**STATED PROBLEM:** Transcribe the items from their beginning through the line containing "pixel 3 115", including that line, and reproduce every line character for character.

■ ■ ■ ■ ■

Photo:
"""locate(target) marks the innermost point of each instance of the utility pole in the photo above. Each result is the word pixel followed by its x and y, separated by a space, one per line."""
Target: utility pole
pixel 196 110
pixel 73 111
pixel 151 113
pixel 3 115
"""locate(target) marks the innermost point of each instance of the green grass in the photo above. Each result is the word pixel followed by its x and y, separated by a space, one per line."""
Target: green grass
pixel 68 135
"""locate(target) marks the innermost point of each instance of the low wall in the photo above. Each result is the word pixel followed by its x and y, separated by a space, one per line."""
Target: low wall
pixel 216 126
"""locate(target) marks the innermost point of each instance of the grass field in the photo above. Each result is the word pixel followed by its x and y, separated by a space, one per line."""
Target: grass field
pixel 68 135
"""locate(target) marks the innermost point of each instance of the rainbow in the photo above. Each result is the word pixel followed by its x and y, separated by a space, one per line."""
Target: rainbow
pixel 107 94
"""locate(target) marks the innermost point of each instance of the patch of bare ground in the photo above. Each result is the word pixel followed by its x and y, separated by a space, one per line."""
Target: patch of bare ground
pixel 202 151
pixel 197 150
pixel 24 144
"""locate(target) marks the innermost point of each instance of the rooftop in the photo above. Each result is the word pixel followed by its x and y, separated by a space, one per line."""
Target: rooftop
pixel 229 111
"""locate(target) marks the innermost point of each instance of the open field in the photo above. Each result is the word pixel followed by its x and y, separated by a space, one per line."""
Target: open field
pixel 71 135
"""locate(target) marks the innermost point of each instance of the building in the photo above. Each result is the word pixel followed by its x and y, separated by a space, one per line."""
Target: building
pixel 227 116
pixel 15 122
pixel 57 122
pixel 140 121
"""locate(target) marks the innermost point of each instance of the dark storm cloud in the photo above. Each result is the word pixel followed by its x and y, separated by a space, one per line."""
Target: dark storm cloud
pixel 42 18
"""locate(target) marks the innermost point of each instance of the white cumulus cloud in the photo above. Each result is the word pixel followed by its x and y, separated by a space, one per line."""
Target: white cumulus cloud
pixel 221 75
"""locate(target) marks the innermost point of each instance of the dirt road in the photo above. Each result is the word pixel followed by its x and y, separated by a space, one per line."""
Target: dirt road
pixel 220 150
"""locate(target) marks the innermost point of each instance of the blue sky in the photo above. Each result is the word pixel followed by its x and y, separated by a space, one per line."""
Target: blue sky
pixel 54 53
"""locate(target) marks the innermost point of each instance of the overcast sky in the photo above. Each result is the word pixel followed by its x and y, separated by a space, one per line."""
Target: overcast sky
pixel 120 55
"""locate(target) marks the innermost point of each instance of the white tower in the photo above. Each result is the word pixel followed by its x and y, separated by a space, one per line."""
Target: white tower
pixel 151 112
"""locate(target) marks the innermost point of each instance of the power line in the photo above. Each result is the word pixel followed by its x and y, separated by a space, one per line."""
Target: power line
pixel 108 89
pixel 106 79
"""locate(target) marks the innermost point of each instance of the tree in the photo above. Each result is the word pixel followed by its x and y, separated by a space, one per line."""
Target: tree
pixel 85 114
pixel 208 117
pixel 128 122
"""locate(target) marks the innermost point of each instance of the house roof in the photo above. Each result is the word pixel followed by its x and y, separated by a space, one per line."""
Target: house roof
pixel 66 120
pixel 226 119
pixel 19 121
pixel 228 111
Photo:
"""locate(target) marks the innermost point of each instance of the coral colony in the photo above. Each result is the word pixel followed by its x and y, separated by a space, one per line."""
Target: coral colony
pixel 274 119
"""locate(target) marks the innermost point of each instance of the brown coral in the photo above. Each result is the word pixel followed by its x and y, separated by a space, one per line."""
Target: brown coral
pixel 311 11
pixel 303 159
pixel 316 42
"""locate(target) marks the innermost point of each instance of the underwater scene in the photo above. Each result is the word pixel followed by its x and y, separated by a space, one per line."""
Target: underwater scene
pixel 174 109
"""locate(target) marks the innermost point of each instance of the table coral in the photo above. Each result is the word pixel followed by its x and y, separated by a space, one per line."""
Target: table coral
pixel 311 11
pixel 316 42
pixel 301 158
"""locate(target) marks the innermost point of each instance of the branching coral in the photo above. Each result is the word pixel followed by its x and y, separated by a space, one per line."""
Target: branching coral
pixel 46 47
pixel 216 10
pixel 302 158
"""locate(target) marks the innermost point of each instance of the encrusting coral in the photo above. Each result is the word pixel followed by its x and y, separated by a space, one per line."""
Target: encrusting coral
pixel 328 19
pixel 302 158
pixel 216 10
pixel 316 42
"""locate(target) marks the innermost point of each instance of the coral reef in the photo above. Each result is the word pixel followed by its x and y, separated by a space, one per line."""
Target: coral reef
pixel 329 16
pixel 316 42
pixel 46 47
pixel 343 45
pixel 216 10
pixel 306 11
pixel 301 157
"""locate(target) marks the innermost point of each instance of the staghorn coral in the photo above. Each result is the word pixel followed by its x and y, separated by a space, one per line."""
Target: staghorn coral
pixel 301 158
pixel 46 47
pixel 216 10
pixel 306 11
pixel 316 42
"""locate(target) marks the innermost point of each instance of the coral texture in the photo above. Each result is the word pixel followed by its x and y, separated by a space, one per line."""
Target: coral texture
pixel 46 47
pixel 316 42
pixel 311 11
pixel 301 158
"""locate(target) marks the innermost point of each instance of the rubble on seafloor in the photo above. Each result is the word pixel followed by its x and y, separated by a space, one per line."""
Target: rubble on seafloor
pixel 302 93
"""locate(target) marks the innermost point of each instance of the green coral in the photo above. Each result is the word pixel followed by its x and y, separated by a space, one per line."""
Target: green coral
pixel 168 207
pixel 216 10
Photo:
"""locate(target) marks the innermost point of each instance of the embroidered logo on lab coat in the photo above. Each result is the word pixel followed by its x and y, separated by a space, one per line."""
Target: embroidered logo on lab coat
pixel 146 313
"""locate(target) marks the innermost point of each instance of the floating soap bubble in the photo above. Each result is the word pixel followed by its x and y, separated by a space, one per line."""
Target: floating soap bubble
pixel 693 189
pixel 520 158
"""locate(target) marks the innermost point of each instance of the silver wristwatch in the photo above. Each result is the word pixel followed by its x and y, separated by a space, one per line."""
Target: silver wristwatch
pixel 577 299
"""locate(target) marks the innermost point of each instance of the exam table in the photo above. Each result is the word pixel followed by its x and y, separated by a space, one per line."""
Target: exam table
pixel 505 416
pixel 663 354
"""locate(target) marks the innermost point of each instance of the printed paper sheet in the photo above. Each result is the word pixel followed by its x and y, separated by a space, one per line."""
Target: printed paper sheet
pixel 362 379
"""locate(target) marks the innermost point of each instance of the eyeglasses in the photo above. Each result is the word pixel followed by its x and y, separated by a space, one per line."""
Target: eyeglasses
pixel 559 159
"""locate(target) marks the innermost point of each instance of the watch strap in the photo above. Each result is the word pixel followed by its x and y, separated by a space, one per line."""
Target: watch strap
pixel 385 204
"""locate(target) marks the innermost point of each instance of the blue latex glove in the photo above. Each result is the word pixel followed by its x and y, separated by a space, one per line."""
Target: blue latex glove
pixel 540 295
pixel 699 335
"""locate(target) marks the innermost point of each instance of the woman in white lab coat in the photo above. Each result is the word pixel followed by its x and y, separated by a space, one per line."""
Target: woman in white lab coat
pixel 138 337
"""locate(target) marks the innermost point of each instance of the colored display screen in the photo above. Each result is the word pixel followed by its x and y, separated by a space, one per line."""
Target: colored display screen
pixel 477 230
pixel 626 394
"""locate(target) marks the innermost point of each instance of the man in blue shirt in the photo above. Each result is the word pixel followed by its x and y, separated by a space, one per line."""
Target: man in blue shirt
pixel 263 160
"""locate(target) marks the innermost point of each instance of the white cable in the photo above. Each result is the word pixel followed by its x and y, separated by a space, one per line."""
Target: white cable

■ ■ ■ ■ ■

**TASK RESPONSE:**
Photo:
"""locate(target) marks the innermost point of each instance of the utility pole in the photo above. Each result is the word pixel followed by its x and y, separated by a space, one per line."""
Target: utility pole
pixel 196 110
pixel 73 111
pixel 151 113
pixel 3 115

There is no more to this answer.